* [What to work on]: Reproduce every line of the entries below, requests included, but multiply each pixel coordinate in the answers by 1.55 and round the result to a whole number, with halves rounded up. Leave the requests and their format samples unchanged.

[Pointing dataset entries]

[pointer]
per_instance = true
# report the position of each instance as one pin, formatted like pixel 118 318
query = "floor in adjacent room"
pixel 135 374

* [Response to the exercise]:
[pointer]
per_instance = true
# report the position of each instance as one pin, formatted like pixel 118 318
query = "floor in adjacent room"
pixel 209 580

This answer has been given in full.